** Exercise objective **
Extract the records below word for word and ignore the images.

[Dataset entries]
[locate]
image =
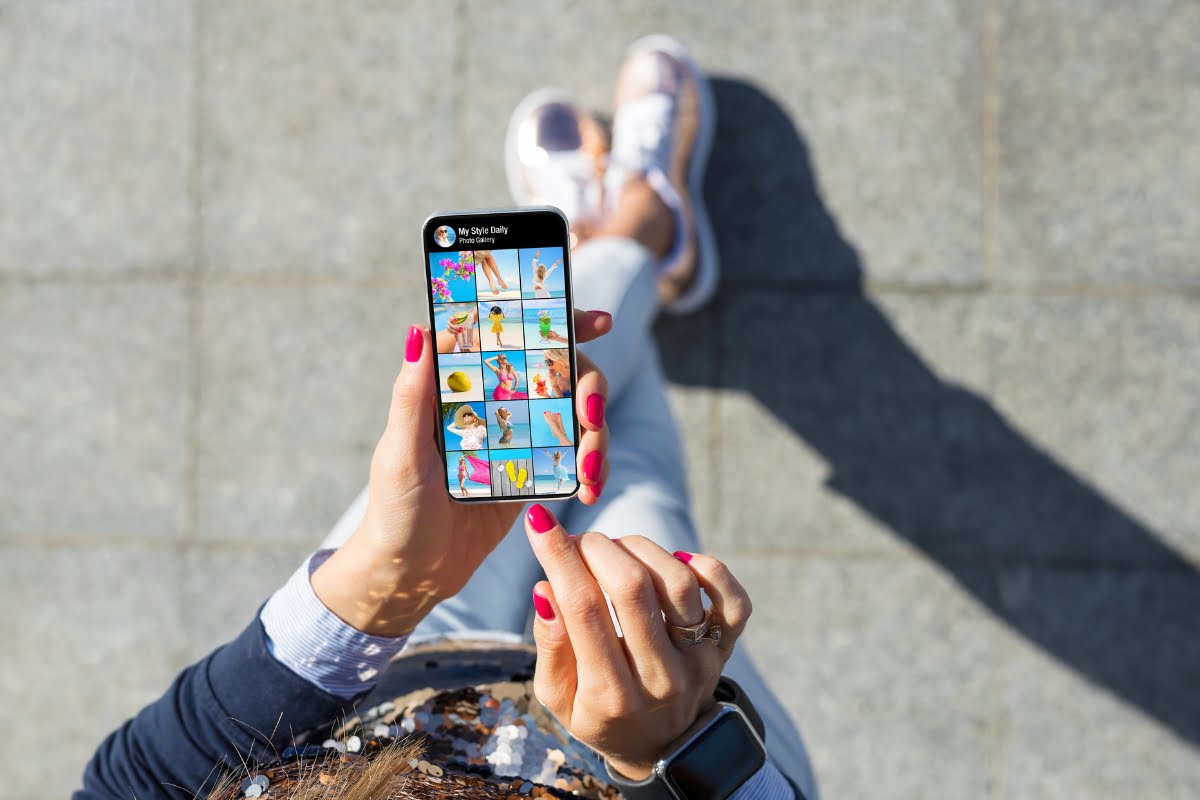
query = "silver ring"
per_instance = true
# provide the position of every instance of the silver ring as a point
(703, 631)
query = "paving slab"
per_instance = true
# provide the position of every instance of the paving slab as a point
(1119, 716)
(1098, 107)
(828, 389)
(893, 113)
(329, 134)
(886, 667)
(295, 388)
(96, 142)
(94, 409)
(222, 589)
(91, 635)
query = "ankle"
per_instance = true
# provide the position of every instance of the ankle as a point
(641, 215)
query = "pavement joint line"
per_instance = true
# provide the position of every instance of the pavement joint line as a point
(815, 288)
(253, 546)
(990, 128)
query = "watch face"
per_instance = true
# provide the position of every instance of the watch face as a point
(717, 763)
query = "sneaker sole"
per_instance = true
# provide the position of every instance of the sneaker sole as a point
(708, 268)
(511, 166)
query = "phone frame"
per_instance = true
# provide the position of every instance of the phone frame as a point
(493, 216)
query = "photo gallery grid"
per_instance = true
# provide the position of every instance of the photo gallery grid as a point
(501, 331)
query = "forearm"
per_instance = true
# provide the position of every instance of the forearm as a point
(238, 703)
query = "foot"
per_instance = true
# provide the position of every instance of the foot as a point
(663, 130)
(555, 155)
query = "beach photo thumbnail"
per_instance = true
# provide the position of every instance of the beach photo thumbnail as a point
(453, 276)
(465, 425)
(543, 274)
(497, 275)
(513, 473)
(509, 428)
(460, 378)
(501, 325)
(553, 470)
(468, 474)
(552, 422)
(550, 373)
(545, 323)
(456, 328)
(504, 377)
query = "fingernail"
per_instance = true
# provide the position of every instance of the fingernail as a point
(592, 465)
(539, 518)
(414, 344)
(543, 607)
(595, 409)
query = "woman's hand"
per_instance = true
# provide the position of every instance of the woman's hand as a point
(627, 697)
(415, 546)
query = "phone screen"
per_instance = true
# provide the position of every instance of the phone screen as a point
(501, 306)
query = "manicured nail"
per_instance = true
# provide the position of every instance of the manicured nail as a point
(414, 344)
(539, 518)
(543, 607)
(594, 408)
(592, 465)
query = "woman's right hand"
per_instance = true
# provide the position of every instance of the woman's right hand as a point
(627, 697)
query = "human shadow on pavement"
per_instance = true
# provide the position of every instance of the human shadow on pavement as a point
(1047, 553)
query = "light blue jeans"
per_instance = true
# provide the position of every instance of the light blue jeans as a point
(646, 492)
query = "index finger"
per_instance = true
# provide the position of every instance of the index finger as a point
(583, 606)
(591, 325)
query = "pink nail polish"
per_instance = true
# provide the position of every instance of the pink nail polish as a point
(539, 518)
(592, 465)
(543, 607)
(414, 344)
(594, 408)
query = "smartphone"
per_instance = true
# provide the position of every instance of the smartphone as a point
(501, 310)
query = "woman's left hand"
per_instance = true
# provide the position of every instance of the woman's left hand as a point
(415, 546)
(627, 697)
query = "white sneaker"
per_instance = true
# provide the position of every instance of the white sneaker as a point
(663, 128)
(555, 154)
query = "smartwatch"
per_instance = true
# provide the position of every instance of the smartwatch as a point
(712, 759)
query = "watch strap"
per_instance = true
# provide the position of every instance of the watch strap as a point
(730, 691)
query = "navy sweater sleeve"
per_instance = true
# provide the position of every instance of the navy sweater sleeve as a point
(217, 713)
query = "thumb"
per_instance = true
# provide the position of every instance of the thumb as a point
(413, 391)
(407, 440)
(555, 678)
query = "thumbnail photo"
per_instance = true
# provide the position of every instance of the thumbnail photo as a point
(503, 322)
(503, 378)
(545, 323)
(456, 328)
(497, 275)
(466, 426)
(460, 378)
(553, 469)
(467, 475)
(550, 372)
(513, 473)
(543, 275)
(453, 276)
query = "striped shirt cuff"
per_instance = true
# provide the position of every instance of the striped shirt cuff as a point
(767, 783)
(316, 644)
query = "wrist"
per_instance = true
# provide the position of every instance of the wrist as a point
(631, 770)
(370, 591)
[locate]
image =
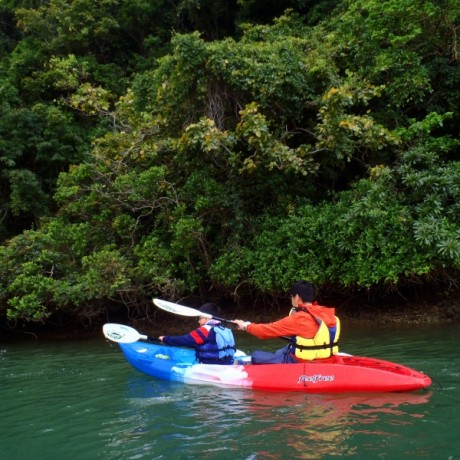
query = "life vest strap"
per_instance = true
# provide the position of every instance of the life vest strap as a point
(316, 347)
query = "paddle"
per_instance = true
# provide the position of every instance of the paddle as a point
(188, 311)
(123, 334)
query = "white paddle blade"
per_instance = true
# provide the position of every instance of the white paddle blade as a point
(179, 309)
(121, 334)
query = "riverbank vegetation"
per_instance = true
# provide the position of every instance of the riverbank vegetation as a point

** Solution to the exercise **
[locate]
image =
query = "silver ring"
per_instance = true
# provide the position of every instance of the silver ring as a point
(703, 631)
query = "paving slab"
per_instance = true
# provide the position of every instance of the paving slab as a point
(1119, 716)
(1098, 107)
(828, 389)
(893, 113)
(329, 134)
(886, 667)
(295, 388)
(96, 142)
(94, 409)
(222, 589)
(91, 635)
query = "ankle"
per_instance = true
# provide the position of every instance of the ankle as a point
(641, 215)
query = "pavement joint line"
per_instance = true
# provide the position of every instance of the pavement joint line as a point
(815, 288)
(253, 546)
(990, 128)
query = "watch face"
per_instance = true
# provide the position of every instance of the watch face as a point
(717, 763)
query = "sneaker sole"
per_instance = true
# provide the position of every instance of the sneaker sole as a point
(708, 268)
(511, 166)
query = "phone frame"
per_instance = true
# provide the position of every instance of the phone frame as a point
(493, 216)
query = "photo gallery grid"
per_instance = true
# provide the position of every instance of the photo gallery grid as a point
(501, 331)
query = "forearm"
per_instance = true
# provide the position of every instance of the forearm as a point
(238, 703)
query = "foot"
per_instance = true
# provide the position of every instance of the foot as a point
(663, 130)
(555, 155)
query = "beach photo thumbnail"
per_instance = true
# provide the position of every instance of the beach photo thumbnail as a point
(453, 276)
(465, 425)
(543, 274)
(497, 275)
(513, 473)
(509, 428)
(460, 378)
(501, 325)
(553, 470)
(468, 474)
(552, 422)
(550, 373)
(545, 323)
(456, 328)
(504, 377)
query = "fingernail"
per_instance = true
# provide the position of every instance of the fingernail as a point
(592, 465)
(539, 518)
(414, 344)
(543, 607)
(595, 409)
query = "woman's hand"
per_instance = true
# provide the position of every instance of the woman's hand as a point
(627, 697)
(415, 546)
query = "phone screen"
per_instance = true
# provide the position of every instance of the phone screen as a point
(501, 306)
query = "manicured nail"
per_instance = true
# provide the position of every instance of the manicured nail as a point
(414, 344)
(539, 518)
(543, 607)
(594, 408)
(592, 465)
query = "woman's right hand"
per_instance = true
# provide the position of every instance of the woman's right hand as a point
(627, 697)
query = "human shadow on pavement"
per_instance = true
# provide the position of every instance of the human shadow on pavement as a point
(1047, 553)
query = "light blue jeans"
per_instance = true
# provide the position of every instance of the light blue jeans as a point
(646, 492)
query = "index finger"
per_instance = true
# provide the position of every instance of the index finger as a point
(583, 606)
(591, 325)
query = "pink nail polish"
per_instance = true
# provide the position of every instance of the pink nail polish as a point
(539, 518)
(592, 465)
(543, 607)
(414, 344)
(594, 408)
query = "smartphone"
per_instance = true
# provide the position of every instance of the smartphone as a point
(501, 310)
query = "woman's left hand"
per_instance = true
# provide the position of every instance of the woman's left hand as a point
(415, 546)
(627, 697)
query = "white sneaker"
per_instance = true
# provide the position of every instance of the white sneaker as a point
(663, 128)
(555, 154)
query = "smartwatch"
per_instance = true
# provide the position of every instance of the smartwatch as a point
(712, 759)
query = "watch strap"
per_instance = true
# provide the position of every instance of the watch strap as a point
(730, 691)
query = "navy sweater sleeve"
per_instance = true
# provide the position of every instance of the navy sweater sleeve as a point
(217, 713)
query = "thumb"
per_instance = true
# provide the position of every instance of the thumb as a point
(413, 391)
(407, 440)
(555, 678)
query = "thumbnail photo"
per_instance = true
# provide the position of every instance of the thumbnail photo as a point
(503, 322)
(503, 378)
(545, 323)
(456, 328)
(497, 275)
(466, 426)
(460, 378)
(553, 469)
(467, 475)
(550, 372)
(513, 473)
(543, 275)
(453, 276)
query = "striped shirt cuff"
per_instance = true
# provide the position of every instance of the striped shirt cuff as a point
(767, 783)
(316, 644)
query = "wrist"
per_instance = true
# provide the position of every instance of the wrist as a point
(631, 770)
(370, 591)
[locate]
image =
query = "life vest strap"
per_instance = true
# provide the position of every instance of the life vest strap as a point
(316, 347)
query = "paddle"
per_instance = true
# provide the position of every instance of the paddle as a point
(188, 311)
(123, 334)
query = "white paddle blade"
per_instance = true
# provide the position of every instance of the white paddle blade as a point
(179, 309)
(121, 334)
query = "riverbank vegetation"
per_instance = true
# provide the position of every instance of the riverbank vegetation as a point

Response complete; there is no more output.